[Start of Data shown]
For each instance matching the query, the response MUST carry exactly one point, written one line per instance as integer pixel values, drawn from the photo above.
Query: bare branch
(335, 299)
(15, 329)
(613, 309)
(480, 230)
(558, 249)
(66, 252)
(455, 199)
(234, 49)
[End of Data shown]
* [Goal of the exercise]
Rescale every entry above, reproducing all of its lines including the instructions, so that each point coordinate in the answers is multiplied by 1.8 and rounded to a whole number, with halves rounding up.

* [Complete output]
For each instance matching the query, the response MUST carry exactly one point, written one line per instance as integer pixel values, drawn from the photo above.
Query: bare branch
(603, 538)
(27, 592)
(1103, 556)
(864, 414)
(1004, 448)
(119, 454)
(819, 358)
(421, 88)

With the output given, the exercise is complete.